Given passage —
+ + + +

11.There is significant jurisprudence from the Kenya Superior courts on the key principles governing Applications for review under order 45 of the Civil procedure Rules. Some of the principles include, that a Review is an alternative to appeal and is primarily for correcting self evident errors but not for re-litigating a case, an "error apparent on the face of the record" must be self-evident. "New and important matter or evidence" must have been undiscoverable with due diligence. Applications must be prompt. There is no second review of an order on a prior review. A review court corrects clear errors but does not act as an appellate court.
13.The Judgments sought to be reviewed is rendered by my brother Justice P. J Otieno who does not sit in this court having been transferred to another station. Therefore I preside over the Application as per Order 45 Rule 2.
14.The Applicant says that there is an error apparent on the face of the record for two strangers were awarded shares in the Estate and some beneficiaries were left out in the sharing, he is being sidelined in dealings with the estate and lastly that the objectors did not consent for the Petitioners proposed mode of distribution of the estate.
15.So the question to be answered here what is an error apparent on the face of the record in order to assess whether the grounds advanced by the Applicant amounts to such.
16.To me an error apparent on the face of the record refers to a glaring, obvious mistake in a court's judgment or order that requires no extensive reasoning to identify, like misapplying a clear legal principle or a factual misstatement that's self-evidentObvious and Patent: The error "stares one in the face" and is clear without needing complex deductions.
17.The error should be so obvious and clear such that no one of the same mind can have a different opinion on it.
18.Here, the Applicant says that two strangers were awarded a share in the estate and that the objector did not consent to the petitioners' proposed mode of distribution, the Respondent has a different opinion. He says the two strangers are liabilities, both the Administrators and the other beneficiaries including the Applicant, acknowledged and accepted them as such.
19.I have looked at the judgment, Paragraph 18, 20,21and 22 of the Judgment. The judge has extensively alluded to the said consent. Therefore, the inclusion of Samuel Otori Okongo and Cleophas Ogonji Odila were not erroneously included as beneficiaries.
20.Given the definition of what is an error on the face of the record, I find there is no error to be corrected for judgment is very clear and straight.

+ + + +

Supplied data —
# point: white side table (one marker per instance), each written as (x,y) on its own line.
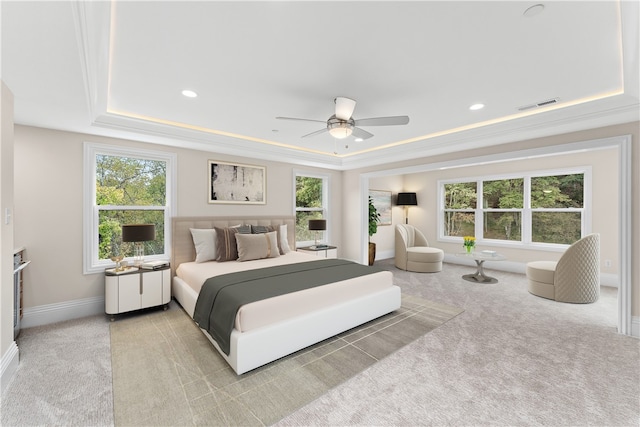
(480,257)
(321,251)
(135,289)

+ + + +

Problem set —
1. From the court ruling, write out the portion starting with "13.The Judgments sought" and going on through "of the estate.".
2. According to the court ruling, which two people were not erroneously included as beneficiaries?
3. Continue the court ruling on the review application from where it stops.
The lines are unrelated to the court ruling.

Response list —
1.
13.The Judgments sought to be reviewed is rendered by my brother Justice P. J Otieno who does not sit in this court having been transferred to another station. Therefore I preside over the Application as per Order 45 Rule 2.
14.The Applicant says that there is an error apparent on the face of the record for two strangers were awarded shares in the Estate and some beneficiaries were left out in the sharing, he is being sidelined in dealings with the estate and lastly that the objectors did not consent for the Petitioners proposed mode of distribution of the estate.

2. Samuel Otori Okongo and Cleophas Ogonji Odila.

3.
21.On the issue of revocation of the Grant , section 76 of the Succession Act provides :-A grant of representation, whether or not confirmed, may at any time be revoked or annulled if the court decides, either on application by any interested party or of its own motion—(a)that the proceedings to obtain the grant were defective in substance;(b)that the grant was obtained fraudulently by the making of a false statement or by the concealment from the court of something material to the case;(c)that the grant was obtained by means of an untrue allegation of a fact essential in point of law to justify the grant notwithstanding that the allegation was made in ignorance or inadvertently;(d)that the person to whom the grant was made has failed, after due notice and without reasonable cause either-(i)to apply for confirmation of the grant within one year from the date thereof, or such longer period as the court order or allow; or(ii)to proceed diligently with the administration of the estate; or(iii)to produce to the court, within the time prescribed, any such inventory or account of administration as is required by the provisions of paragraphs (e) and (g) of section 83 or has produced any such inventory or account which is false in any material particular; or(e)that the grant has become useless and inoperative through subsequent circumstances.
22.The Applicant wants the Grant to be revoked because Samuel Otori Okongo and Cleophas Ogonji Odila were not included as beneficiaries in the Petition thus they are strangers.
23.I have looked at the Petition, it is true that they were not included.
24.To me it is not fatal for the Administrator explained how they got into the list of the beneficiaries at the confirmation stage. The Administrator and other beneficiaries acknowledged them and accepted them as Liabilities of the estate therefore it cant be said that there was concealment of any material fact. In these matters, courts are reluctant to interfere where the family members are in agreement on how to share an estate unless it's clearly visible that the sharing is outrightly unjust.
25.As per the court record and the Judgment the Applicant herein Douglas Maina was present when the consent was recorded and it is minuted that he was present and also represented the objector See Paragraph 18 of the Judgment therefore he cannot come around and say that he did not consent to the mode of distribution of the estate. He is estopped. The doctrine of estoppel comes to play.
26.It’s a trite law that for a consent order to be set aside the parties have to consent to set such a consent order aside or the party seeking such an order to be set aside should prove that the consent was entered fraudulently, through misrepresentation of facts, through undue influence/coercion, or by mistake. The Applicant has not proved this neither has he alluded/insinuated that the said consent was a fraud.
27.The issue of demarcation of the land on the ground, where allegedly there is no provision of access roads this is beyond this court, it is the work of the Land registrars and Surveyors to fix boundaries.
28.From the above analysis, I find that the Application has no merit on the both fronts, thus I find there is no reason to review the Judgment and revoke the grant as requested by the Applicant. I dismiss the Application. Since this is a family matter I order that each party to bear its own costs.
29.Right of Appeal 30 days.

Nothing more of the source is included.